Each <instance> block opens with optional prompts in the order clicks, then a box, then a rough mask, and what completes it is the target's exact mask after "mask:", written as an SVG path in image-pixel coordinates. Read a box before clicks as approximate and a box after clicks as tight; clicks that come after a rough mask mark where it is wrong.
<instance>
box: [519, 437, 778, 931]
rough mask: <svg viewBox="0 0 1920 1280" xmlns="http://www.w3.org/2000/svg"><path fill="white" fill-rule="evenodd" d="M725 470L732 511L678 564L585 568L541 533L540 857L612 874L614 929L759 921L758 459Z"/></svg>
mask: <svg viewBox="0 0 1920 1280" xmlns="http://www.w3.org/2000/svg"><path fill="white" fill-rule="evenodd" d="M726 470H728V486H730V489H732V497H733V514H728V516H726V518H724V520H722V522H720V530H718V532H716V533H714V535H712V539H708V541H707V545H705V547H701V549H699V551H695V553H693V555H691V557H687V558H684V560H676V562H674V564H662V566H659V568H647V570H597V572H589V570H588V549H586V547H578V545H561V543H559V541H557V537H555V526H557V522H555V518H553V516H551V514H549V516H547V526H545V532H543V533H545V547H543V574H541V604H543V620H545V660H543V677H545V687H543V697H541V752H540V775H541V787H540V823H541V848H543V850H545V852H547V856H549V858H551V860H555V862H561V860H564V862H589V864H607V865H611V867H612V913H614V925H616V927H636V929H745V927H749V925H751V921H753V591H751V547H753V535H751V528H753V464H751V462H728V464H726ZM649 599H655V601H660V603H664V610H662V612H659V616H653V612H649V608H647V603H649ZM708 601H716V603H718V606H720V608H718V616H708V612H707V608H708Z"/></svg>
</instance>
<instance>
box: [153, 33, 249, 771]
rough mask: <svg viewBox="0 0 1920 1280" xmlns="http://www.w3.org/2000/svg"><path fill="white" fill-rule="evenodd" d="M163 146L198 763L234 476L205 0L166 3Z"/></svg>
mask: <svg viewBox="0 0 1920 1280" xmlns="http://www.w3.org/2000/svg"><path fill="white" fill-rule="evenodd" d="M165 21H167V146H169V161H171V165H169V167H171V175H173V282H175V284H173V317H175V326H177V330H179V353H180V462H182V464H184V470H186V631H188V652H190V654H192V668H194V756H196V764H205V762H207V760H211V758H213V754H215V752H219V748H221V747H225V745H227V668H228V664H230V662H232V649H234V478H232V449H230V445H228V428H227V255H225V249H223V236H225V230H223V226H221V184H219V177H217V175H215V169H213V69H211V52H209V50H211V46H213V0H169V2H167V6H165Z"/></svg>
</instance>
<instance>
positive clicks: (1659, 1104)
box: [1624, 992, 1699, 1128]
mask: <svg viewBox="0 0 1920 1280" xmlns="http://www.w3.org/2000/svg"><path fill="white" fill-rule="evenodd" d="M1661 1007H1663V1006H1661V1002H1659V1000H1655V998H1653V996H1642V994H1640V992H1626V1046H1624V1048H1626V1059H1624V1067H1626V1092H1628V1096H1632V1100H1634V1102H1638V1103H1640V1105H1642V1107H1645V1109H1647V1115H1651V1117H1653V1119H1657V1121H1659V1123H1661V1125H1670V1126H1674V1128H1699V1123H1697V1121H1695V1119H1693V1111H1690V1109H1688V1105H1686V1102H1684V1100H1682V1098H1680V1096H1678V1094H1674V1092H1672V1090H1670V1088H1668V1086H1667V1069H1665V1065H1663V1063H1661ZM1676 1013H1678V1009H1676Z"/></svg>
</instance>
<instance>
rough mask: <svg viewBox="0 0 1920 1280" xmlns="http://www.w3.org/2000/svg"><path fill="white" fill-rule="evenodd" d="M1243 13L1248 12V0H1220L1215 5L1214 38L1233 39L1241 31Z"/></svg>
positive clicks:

────────────────────────────────────────

INSTRUCTIONS FOR THE TASK |
Word for word, write out all of the data above.

SOLVED PROBLEM |
Each <instance> block opens with optional prompts in the order clicks, then a box, then a rough mask, and what completes it is the target's exact mask after "mask:", written as an SVG path in image-pixel coordinates. Read a box before clicks as approximate and a box after clicks as tight; clicks that come after a rough mask mark where it is wrong.
<instance>
box: [519, 437, 778, 931]
rough mask: <svg viewBox="0 0 1920 1280" xmlns="http://www.w3.org/2000/svg"><path fill="white" fill-rule="evenodd" d="M725 470L732 511L678 564L585 568L541 533L540 857L612 874L614 929L759 921L758 459Z"/></svg>
mask: <svg viewBox="0 0 1920 1280" xmlns="http://www.w3.org/2000/svg"><path fill="white" fill-rule="evenodd" d="M726 470H728V486H730V489H732V497H733V514H728V516H726V518H724V520H722V522H720V530H718V532H716V533H714V535H712V539H708V541H707V545H705V547H701V549H699V551H695V553H693V555H691V557H687V558H684V560H676V562H674V564H662V566H659V568H647V570H597V572H589V570H588V549H586V547H578V545H561V543H559V541H557V537H555V526H557V522H555V518H553V516H551V514H549V516H547V526H545V532H543V533H545V547H543V574H541V604H543V620H545V660H543V677H545V687H543V697H541V752H540V775H541V787H540V823H541V848H543V850H545V852H547V856H549V858H551V860H555V862H561V860H564V862H589V864H607V865H611V867H612V913H614V925H616V927H636V929H745V927H749V925H751V921H753V591H751V547H753V535H751V528H753V464H751V462H728V464H726ZM649 599H655V601H660V603H664V610H662V612H659V616H653V612H649V608H647V603H649ZM708 601H716V603H718V606H720V608H718V616H708V612H707V608H708Z"/></svg>
</instance>
<instance>
box: [153, 33, 249, 771]
rough mask: <svg viewBox="0 0 1920 1280" xmlns="http://www.w3.org/2000/svg"><path fill="white" fill-rule="evenodd" d="M163 146L198 763L234 476L205 0L166 3Z"/></svg>
mask: <svg viewBox="0 0 1920 1280" xmlns="http://www.w3.org/2000/svg"><path fill="white" fill-rule="evenodd" d="M165 21H167V146H169V161H171V165H169V167H171V175H173V282H175V284H173V317H175V326H177V330H179V353H180V462H182V464H184V470H186V631H188V652H190V654H192V668H194V756H196V764H205V762H207V760H211V758H213V754H215V752H219V748H221V747H225V745H227V668H228V664H230V662H232V649H234V478H232V449H230V445H228V428H227V255H225V249H223V236H225V230H223V226H221V184H219V177H217V175H215V169H213V69H211V52H209V50H211V46H213V0H169V2H167V6H165Z"/></svg>
</instance>
<instance>
positive clicks: (1659, 1104)
box: [1624, 992, 1699, 1128]
mask: <svg viewBox="0 0 1920 1280" xmlns="http://www.w3.org/2000/svg"><path fill="white" fill-rule="evenodd" d="M1661 1007H1663V1006H1661V1002H1659V1000H1655V998H1653V996H1642V994H1640V992H1626V1046H1624V1048H1626V1059H1624V1067H1626V1092H1628V1096H1632V1100H1634V1102H1638V1103H1640V1105H1642V1107H1645V1109H1647V1115H1651V1117H1653V1119H1657V1121H1659V1123H1661V1125H1670V1126H1674V1128H1699V1123H1697V1121H1695V1119H1693V1111H1690V1109H1688V1105H1686V1102H1684V1100H1682V1098H1680V1096H1678V1094H1674V1092H1672V1090H1670V1088H1668V1086H1667V1069H1665V1065H1663V1063H1661ZM1676 1013H1678V1009H1676Z"/></svg>
</instance>
<instance>
rough mask: <svg viewBox="0 0 1920 1280" xmlns="http://www.w3.org/2000/svg"><path fill="white" fill-rule="evenodd" d="M1243 13L1248 12V0H1220L1215 5L1214 38L1233 39L1241 31Z"/></svg>
positive clicks:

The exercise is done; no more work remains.